Show every line in the records below that contains the word "ford".

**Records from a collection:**
*** Block opens ***

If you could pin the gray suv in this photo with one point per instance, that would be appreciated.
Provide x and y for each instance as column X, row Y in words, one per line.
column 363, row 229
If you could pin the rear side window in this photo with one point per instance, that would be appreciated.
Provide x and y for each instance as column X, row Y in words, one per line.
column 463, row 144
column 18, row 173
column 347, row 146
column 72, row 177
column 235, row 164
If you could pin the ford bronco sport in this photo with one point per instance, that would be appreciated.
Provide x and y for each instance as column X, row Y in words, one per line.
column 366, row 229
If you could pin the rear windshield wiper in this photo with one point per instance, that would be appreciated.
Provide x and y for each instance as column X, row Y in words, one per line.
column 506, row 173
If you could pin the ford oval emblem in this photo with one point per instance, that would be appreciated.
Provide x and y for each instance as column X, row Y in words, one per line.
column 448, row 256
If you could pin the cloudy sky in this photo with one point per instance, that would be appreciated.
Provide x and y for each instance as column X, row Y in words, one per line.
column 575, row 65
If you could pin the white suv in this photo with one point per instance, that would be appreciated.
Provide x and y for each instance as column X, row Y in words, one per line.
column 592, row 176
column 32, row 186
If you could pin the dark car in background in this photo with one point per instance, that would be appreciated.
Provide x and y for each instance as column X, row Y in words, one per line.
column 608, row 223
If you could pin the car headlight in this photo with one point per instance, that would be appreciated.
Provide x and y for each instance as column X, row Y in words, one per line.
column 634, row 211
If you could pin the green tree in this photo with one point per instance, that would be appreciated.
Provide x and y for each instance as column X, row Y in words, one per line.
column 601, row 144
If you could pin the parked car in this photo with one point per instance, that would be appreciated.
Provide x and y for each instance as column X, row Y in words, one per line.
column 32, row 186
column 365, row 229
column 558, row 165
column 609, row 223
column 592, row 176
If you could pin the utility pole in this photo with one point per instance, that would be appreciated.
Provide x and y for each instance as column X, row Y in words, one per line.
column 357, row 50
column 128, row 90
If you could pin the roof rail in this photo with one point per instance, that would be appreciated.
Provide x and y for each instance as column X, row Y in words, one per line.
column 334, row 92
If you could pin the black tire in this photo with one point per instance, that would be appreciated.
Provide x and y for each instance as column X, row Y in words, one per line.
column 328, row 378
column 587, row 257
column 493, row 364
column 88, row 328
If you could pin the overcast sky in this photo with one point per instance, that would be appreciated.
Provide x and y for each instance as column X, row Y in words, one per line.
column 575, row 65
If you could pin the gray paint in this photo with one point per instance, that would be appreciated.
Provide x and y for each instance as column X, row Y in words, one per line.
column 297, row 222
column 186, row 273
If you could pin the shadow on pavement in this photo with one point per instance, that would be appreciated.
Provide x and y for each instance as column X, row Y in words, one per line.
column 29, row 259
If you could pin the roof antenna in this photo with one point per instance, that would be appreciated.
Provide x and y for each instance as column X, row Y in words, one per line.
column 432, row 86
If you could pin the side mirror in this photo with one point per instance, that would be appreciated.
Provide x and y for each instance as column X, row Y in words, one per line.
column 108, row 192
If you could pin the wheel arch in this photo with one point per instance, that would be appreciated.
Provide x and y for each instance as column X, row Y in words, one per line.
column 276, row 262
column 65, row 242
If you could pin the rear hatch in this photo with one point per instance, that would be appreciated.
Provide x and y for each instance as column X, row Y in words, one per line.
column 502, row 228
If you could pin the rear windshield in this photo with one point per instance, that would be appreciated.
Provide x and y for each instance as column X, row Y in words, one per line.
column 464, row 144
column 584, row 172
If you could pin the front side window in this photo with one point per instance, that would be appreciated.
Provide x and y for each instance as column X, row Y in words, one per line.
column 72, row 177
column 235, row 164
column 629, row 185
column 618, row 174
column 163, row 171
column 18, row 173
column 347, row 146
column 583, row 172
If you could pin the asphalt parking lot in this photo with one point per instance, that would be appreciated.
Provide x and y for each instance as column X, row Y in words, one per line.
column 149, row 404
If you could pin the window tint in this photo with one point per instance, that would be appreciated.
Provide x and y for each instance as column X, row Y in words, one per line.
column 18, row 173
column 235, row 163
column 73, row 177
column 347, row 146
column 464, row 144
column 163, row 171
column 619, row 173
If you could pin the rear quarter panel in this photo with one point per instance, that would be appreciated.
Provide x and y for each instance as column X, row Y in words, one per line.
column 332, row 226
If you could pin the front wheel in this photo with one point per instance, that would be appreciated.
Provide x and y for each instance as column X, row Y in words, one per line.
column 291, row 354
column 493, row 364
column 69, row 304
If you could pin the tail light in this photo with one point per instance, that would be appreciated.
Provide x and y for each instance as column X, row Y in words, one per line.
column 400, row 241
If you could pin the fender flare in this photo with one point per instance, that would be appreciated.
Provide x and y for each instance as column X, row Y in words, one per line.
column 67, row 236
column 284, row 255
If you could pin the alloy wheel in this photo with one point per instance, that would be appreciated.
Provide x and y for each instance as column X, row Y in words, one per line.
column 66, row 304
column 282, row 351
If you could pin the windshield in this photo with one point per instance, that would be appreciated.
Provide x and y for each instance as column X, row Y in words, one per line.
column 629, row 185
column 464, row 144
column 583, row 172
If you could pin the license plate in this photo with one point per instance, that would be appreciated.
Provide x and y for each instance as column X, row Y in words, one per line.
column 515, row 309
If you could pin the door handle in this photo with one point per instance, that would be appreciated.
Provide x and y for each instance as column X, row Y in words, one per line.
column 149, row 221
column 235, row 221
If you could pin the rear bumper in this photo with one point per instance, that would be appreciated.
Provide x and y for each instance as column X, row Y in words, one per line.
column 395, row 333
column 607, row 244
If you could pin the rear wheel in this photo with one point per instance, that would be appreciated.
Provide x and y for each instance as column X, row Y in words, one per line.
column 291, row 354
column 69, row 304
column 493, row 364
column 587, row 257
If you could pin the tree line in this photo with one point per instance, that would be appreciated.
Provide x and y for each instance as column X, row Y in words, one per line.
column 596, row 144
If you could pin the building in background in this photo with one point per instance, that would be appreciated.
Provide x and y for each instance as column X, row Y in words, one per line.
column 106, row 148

*** Block closes ***

**Answer for the task:**
If you could pin the ford bronco sport in this photo with one point per instance, that would be appreciated.
If you could pin the ford oval emblem in this photo with one point per instance, that would be appreciated.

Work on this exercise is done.